--- BEGIN Entries supplied ---

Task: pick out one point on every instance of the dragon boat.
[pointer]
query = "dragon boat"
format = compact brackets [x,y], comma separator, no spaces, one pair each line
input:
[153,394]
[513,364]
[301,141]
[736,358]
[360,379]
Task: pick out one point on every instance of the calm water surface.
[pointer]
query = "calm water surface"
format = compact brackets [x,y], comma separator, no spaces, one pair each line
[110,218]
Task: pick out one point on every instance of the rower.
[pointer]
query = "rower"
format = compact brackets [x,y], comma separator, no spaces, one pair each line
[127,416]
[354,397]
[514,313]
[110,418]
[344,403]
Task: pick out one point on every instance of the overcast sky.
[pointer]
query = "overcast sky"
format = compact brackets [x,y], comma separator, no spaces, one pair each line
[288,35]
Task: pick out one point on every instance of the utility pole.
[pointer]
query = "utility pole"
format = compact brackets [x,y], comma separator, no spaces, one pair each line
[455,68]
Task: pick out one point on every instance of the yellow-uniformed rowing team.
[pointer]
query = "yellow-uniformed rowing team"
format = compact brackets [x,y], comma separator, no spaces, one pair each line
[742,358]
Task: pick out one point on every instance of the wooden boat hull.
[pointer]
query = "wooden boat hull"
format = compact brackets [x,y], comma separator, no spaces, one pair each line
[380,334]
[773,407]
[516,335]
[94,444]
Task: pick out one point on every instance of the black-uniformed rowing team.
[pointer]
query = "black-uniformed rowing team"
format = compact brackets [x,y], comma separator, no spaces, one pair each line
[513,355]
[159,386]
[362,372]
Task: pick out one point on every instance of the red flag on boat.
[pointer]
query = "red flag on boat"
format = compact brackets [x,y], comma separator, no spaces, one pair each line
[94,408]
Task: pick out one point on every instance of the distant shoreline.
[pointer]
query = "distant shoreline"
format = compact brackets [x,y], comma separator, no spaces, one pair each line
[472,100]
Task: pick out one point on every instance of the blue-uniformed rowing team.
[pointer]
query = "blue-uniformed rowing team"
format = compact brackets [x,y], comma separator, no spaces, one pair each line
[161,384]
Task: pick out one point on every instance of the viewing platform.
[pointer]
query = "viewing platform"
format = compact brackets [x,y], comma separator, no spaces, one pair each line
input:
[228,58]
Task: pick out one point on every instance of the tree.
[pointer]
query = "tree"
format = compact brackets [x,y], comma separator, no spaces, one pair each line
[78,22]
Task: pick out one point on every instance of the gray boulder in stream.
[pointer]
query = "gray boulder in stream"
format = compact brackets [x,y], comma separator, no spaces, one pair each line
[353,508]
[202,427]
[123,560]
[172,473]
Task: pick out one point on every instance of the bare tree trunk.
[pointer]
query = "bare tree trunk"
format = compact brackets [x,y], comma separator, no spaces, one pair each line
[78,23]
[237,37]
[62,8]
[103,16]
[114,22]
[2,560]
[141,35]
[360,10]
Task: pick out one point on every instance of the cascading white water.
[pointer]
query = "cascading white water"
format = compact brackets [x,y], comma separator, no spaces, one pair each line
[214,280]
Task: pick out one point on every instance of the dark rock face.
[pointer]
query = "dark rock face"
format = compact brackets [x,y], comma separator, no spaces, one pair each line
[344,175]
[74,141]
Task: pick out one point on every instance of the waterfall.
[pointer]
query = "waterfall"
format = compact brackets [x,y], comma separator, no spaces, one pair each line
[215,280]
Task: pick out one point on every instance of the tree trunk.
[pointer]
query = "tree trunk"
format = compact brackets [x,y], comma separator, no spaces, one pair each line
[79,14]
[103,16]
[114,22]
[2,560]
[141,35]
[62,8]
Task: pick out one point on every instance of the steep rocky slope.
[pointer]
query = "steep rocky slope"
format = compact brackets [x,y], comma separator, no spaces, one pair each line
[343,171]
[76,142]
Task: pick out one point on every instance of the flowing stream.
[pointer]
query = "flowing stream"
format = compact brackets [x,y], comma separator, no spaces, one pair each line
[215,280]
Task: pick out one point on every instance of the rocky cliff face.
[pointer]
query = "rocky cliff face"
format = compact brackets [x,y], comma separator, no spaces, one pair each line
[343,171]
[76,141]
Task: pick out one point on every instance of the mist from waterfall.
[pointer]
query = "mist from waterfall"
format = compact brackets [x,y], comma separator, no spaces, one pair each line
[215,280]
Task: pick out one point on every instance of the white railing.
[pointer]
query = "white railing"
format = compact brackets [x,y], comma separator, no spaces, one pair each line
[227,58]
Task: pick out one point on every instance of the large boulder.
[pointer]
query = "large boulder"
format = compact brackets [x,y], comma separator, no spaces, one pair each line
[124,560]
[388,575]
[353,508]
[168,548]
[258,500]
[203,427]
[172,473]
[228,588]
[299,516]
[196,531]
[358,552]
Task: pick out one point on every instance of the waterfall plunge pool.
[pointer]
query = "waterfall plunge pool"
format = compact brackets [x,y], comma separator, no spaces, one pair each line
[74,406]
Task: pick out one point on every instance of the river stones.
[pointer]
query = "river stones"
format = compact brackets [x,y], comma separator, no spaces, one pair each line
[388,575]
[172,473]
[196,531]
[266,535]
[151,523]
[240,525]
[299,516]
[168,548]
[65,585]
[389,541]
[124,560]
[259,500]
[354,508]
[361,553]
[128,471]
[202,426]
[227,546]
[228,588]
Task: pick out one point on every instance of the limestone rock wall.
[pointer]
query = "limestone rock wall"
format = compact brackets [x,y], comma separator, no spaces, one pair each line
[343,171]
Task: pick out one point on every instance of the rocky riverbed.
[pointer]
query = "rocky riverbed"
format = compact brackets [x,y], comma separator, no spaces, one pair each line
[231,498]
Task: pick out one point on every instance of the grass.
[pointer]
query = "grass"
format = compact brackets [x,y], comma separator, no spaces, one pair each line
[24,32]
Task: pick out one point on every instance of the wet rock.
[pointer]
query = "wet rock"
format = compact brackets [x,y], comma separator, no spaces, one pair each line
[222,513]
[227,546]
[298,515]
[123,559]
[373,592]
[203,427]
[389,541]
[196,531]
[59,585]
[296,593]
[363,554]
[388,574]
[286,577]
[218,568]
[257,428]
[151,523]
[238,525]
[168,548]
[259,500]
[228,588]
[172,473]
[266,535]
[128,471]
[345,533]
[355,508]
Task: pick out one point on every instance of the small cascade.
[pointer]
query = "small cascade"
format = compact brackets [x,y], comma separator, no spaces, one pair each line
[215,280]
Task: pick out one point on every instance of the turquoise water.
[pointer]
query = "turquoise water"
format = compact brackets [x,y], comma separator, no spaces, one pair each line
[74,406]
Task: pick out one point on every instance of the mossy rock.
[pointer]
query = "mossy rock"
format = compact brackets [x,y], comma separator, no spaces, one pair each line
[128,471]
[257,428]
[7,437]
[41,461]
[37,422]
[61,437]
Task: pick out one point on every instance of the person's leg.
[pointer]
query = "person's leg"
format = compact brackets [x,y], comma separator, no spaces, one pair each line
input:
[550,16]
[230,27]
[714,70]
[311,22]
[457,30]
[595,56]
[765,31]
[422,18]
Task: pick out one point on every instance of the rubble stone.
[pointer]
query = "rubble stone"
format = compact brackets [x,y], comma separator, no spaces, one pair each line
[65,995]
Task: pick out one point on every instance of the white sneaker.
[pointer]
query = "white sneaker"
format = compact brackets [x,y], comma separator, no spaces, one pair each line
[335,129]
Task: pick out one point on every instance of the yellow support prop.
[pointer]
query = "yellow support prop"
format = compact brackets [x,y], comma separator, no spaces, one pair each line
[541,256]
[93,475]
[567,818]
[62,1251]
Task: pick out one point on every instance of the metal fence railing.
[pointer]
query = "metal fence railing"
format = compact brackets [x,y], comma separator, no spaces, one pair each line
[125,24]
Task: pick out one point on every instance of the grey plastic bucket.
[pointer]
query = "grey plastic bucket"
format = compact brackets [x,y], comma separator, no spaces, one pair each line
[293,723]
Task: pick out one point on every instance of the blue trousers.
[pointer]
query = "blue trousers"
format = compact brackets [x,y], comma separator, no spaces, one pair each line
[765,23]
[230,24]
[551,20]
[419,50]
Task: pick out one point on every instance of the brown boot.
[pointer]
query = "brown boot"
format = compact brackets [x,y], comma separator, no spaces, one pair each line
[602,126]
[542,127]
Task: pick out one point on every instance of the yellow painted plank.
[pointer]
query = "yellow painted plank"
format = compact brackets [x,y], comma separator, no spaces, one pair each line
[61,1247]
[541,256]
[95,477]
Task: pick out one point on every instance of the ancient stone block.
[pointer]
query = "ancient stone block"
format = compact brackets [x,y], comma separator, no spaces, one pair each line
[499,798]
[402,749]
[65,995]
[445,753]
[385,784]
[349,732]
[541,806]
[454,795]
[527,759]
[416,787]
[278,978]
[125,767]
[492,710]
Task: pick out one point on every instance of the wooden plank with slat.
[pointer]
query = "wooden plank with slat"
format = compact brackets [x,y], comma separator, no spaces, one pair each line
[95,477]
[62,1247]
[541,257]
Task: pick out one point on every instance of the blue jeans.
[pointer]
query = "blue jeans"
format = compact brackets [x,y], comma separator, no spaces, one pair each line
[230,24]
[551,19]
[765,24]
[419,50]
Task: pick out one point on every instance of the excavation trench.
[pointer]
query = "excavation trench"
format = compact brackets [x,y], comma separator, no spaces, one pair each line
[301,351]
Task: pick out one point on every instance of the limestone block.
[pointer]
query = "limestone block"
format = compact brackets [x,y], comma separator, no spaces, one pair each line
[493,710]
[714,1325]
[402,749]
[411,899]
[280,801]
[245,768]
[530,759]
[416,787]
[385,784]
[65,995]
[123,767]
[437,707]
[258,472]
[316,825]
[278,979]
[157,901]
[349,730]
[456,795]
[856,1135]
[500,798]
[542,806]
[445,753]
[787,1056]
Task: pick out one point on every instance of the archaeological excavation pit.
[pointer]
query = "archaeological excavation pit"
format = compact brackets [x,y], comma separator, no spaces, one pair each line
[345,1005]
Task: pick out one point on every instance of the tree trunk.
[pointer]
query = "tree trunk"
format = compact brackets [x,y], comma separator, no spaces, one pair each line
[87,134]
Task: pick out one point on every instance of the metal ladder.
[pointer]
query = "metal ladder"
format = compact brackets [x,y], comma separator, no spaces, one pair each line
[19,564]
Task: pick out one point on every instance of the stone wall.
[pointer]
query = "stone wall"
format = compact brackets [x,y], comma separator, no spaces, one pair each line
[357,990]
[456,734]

--- END Entries supplied ---

> _Required work_:
Give back the lines above exactly, from the one with "plank with slat." through the last line.

> _Solution_:
Task: pick out one point on every instance of the wooden plank with slat.
[pointer]
query = "wooden plank with slat"
format = compact brackets [x,y], comma separator, no spaces, one pair each line
[95,477]
[62,1247]
[541,257]
Task: pick out one point on every instance of the blue jeans.
[pointer]
query = "blue jeans"
format = compact brackets [x,y], comma separator, no spaces, one pair each line
[230,24]
[551,19]
[765,24]
[419,50]
Task: pick out one point on every instance of the excavation trench.
[pointer]
query = "excavation trench"
format = compact brackets [x,y], comma separator, no spaces, one pair each line
[301,351]
Task: pick out one point on every instance of the limestone block.
[pointer]
query = "limestone block"
format = compact brackets [x,y], comma separator, no spaces, one pair each line
[493,710]
[714,1325]
[402,749]
[411,899]
[280,801]
[245,768]
[530,759]
[416,787]
[385,784]
[65,995]
[123,767]
[437,707]
[258,472]
[316,825]
[278,979]
[157,901]
[349,730]
[456,795]
[856,1135]
[500,798]
[542,806]
[445,753]
[787,1056]
Task: pick out one point on every instance of the archaeological excavation pit.
[pointer]
query = "archaeological excavation pit"
format = compact brackets [x,y], comma separator, no spaces, one pair each line
[345,1005]
Task: pick out one point on every instance of the tree trunk.
[pointer]
query = "tree trunk"
format = compact brackets [x,y], comma separator, no spaces, one pair each line
[87,134]
Task: pick out one point on every instance of the metal ladder.
[pointer]
query = "metal ladder"
format = compact brackets [x,y], comma separator, no spaces, one pair each line
[19,564]
Task: pick out one point on every instance of the stone wall.
[pointer]
query = "stone wall"
format = compact brackets [x,y], comma separator, no spaces, one pair each line
[357,990]
[456,734]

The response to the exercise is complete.